Rows:
= = = = = = =

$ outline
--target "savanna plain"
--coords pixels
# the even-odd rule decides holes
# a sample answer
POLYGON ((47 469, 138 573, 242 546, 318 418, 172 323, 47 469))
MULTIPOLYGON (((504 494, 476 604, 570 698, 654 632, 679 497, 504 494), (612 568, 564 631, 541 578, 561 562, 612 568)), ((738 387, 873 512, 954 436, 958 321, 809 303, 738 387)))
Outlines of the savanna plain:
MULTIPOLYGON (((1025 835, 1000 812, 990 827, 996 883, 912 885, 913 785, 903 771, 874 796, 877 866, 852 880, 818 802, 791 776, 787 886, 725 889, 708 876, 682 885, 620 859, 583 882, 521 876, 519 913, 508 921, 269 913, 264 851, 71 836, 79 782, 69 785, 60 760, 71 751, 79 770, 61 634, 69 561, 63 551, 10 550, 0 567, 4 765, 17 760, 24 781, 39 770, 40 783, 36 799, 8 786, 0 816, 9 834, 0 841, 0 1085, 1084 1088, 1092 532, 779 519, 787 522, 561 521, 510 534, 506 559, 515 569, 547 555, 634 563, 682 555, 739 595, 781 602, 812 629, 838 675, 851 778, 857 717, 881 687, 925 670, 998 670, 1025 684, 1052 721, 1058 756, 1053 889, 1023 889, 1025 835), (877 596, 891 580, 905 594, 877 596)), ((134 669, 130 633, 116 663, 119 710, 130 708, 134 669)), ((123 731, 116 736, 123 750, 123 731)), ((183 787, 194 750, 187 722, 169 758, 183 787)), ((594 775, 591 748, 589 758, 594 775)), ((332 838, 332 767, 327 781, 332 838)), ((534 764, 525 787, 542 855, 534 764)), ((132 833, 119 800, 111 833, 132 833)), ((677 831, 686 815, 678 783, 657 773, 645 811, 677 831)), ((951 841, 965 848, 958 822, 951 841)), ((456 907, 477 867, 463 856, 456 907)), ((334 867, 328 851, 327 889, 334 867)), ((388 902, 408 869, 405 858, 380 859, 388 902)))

= = = = = = =

Exercise goal: Lay out the lines above as a Markdown table with a column "Row" for the row number and a column "Line" for each line, leaving out any blank lines.

Answer to this problem:
| Row | Line |
|---|---|
| 1 | $ outline |
| 2 | --target "savanna plain" |
| 3 | --coords pixels |
| 4 | # the even-odd rule decides holes |
| 5 | # a sample answer |
| 6 | POLYGON ((47 469, 138 573, 242 546, 318 418, 172 323, 47 469)) |
| 7 | MULTIPOLYGON (((504 494, 476 604, 570 698, 654 632, 679 497, 504 494), (612 568, 564 631, 541 578, 561 562, 612 568)), ((738 387, 873 512, 954 436, 958 321, 809 303, 738 387))) |
| 8 | Outlines of the savanna plain: |
| 9 | MULTIPOLYGON (((1025 835, 1000 812, 990 827, 996 883, 912 885, 913 785, 903 771, 874 796, 877 866, 852 880, 818 802, 791 776, 787 886, 725 889, 708 876, 682 885, 620 859, 583 882, 521 876, 519 913, 508 921, 269 913, 264 851, 71 836, 79 782, 69 785, 60 760, 71 751, 79 770, 61 634, 69 561, 63 551, 10 550, 0 567, 4 765, 17 760, 24 781, 39 770, 40 783, 36 799, 8 786, 0 816, 9 834, 0 841, 0 1085, 1084 1088, 1092 532, 779 519, 787 522, 561 521, 510 534, 506 559, 515 569, 547 555, 634 563, 682 555, 739 595, 781 602, 812 629, 838 675, 851 778, 857 717, 881 687, 925 670, 998 670, 1025 684, 1052 721, 1058 756, 1053 889, 1023 889, 1025 835), (877 596, 891 580, 905 594, 877 596)), ((134 669, 130 633, 116 663, 119 710, 130 708, 134 669)), ((123 731, 116 736, 123 750, 123 731)), ((183 787, 194 750, 187 722, 169 758, 183 787)), ((594 775, 591 748, 589 758, 594 775)), ((332 838, 332 767, 327 781, 332 838)), ((534 764, 525 787, 542 855, 534 764)), ((132 833, 119 800, 111 833, 132 833)), ((677 831, 686 815, 678 783, 657 773, 645 811, 677 831)), ((951 841, 965 848, 958 822, 951 841)), ((456 907, 477 867, 463 856, 456 907)), ((334 867, 328 851, 327 889, 334 867)), ((388 902, 408 869, 405 858, 380 859, 388 902))) |